• [Task material]
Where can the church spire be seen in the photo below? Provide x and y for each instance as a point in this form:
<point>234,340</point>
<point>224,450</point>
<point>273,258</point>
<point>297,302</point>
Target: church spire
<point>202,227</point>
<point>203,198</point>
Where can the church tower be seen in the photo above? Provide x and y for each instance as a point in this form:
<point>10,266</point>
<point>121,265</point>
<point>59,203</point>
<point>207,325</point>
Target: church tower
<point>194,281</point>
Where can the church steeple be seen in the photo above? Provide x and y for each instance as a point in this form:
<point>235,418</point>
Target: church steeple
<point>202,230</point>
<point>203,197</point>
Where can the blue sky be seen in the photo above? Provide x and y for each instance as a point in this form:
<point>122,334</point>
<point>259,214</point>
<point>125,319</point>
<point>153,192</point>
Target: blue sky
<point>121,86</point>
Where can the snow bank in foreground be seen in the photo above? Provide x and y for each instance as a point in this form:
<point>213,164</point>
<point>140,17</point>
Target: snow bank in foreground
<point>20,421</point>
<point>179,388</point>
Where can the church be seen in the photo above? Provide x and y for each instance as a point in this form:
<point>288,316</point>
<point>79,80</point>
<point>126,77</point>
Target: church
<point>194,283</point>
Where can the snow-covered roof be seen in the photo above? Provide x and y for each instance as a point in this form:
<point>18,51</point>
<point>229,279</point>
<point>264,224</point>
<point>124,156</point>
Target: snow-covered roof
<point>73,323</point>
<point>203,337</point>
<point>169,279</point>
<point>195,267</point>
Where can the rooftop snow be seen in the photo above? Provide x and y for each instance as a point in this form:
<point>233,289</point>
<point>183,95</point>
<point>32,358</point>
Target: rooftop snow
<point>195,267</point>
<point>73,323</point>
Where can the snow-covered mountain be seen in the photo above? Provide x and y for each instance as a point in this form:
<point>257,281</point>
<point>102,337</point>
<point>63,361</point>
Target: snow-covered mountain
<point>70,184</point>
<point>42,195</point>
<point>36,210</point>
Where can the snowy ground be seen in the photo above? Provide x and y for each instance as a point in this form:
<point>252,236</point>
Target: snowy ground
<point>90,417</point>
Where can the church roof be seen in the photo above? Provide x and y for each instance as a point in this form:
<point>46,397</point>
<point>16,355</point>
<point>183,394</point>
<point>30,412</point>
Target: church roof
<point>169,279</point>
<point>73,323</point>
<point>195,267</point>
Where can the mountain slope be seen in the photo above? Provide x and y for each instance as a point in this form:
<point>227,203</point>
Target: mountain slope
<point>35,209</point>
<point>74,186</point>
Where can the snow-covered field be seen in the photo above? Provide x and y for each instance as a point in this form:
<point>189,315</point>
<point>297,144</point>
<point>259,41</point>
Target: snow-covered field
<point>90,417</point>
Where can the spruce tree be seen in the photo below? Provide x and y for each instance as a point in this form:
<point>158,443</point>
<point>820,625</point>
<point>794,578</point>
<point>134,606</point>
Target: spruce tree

• [What is needed]
Reproduce every one of the records above word for word, keeping each line unchanged and in its original order.

• [The output]
Where can the church spire be seen in the photo below? Provide x and y for each instance as a point in this form:
<point>234,340</point>
<point>224,450</point>
<point>273,258</point>
<point>297,302</point>
Target: church spire
<point>202,227</point>
<point>203,198</point>
Where can the church tower be seen in the photo above? Provide x and y for each instance as a point in this form:
<point>10,266</point>
<point>121,265</point>
<point>59,203</point>
<point>207,325</point>
Target: church tower
<point>194,281</point>
Where can the church steeple be seen in the photo above? Provide x and y for each instance as a point in this form:
<point>235,418</point>
Target: church steeple
<point>202,230</point>
<point>203,197</point>
Where can the blue sky be seen in the photo above? Provide x and y for each instance as a point in this form:
<point>122,334</point>
<point>259,214</point>
<point>125,319</point>
<point>153,192</point>
Target: blue sky
<point>121,86</point>
Where can the snow bank in foreground be seen in the photo above? Provide x and y for each instance as a point in this form:
<point>213,164</point>
<point>140,17</point>
Target: snow bank in foreground
<point>20,421</point>
<point>179,388</point>
Where can the church be seen in the photo above? Provide x and y for each instance as a point in this form:
<point>288,316</point>
<point>79,80</point>
<point>126,77</point>
Target: church
<point>194,283</point>
Where can the snow-covered roof be seen in the photo above? Provide x and y for each instance as a point in this form:
<point>18,51</point>
<point>229,279</point>
<point>264,224</point>
<point>124,156</point>
Target: snow-covered roof
<point>73,323</point>
<point>203,337</point>
<point>169,279</point>
<point>195,267</point>
Where can the rooftop snow be seen in the photo above? Provide x and y for each instance as a point in this form:
<point>233,289</point>
<point>183,95</point>
<point>32,358</point>
Target: rooftop snow
<point>195,267</point>
<point>73,323</point>
Where can the snow-covered mountain be seen in the photo above? Provide x and y for each instance as a point in this form:
<point>257,281</point>
<point>102,337</point>
<point>63,361</point>
Target: snow-covered mountain
<point>70,184</point>
<point>42,195</point>
<point>36,210</point>
Where can the snowy ground be seen in the photo above? Provide x and y for each instance as a point in this form:
<point>252,236</point>
Target: snowy ground
<point>90,417</point>
Where can the church roof be seen in the photo above? Provide x and y for each instance as a point in this form:
<point>46,397</point>
<point>16,355</point>
<point>183,394</point>
<point>30,412</point>
Target: church roof
<point>169,279</point>
<point>73,323</point>
<point>195,267</point>
Where can the mountain slope be seen in the photo above? Provide x and y for each instance as a point in this form:
<point>227,203</point>
Target: mountain slope
<point>35,209</point>
<point>74,186</point>
Where can the snow-covered field be seen in the photo above? Provide x and y for each instance as a point in this form:
<point>189,315</point>
<point>297,144</point>
<point>259,41</point>
Target: snow-covered field
<point>90,417</point>
Where can the spruce tree be seen in the photo below? Provide x and y for each instance as a point in this form:
<point>158,443</point>
<point>820,625</point>
<point>794,578</point>
<point>134,606</point>
Target: spruce tree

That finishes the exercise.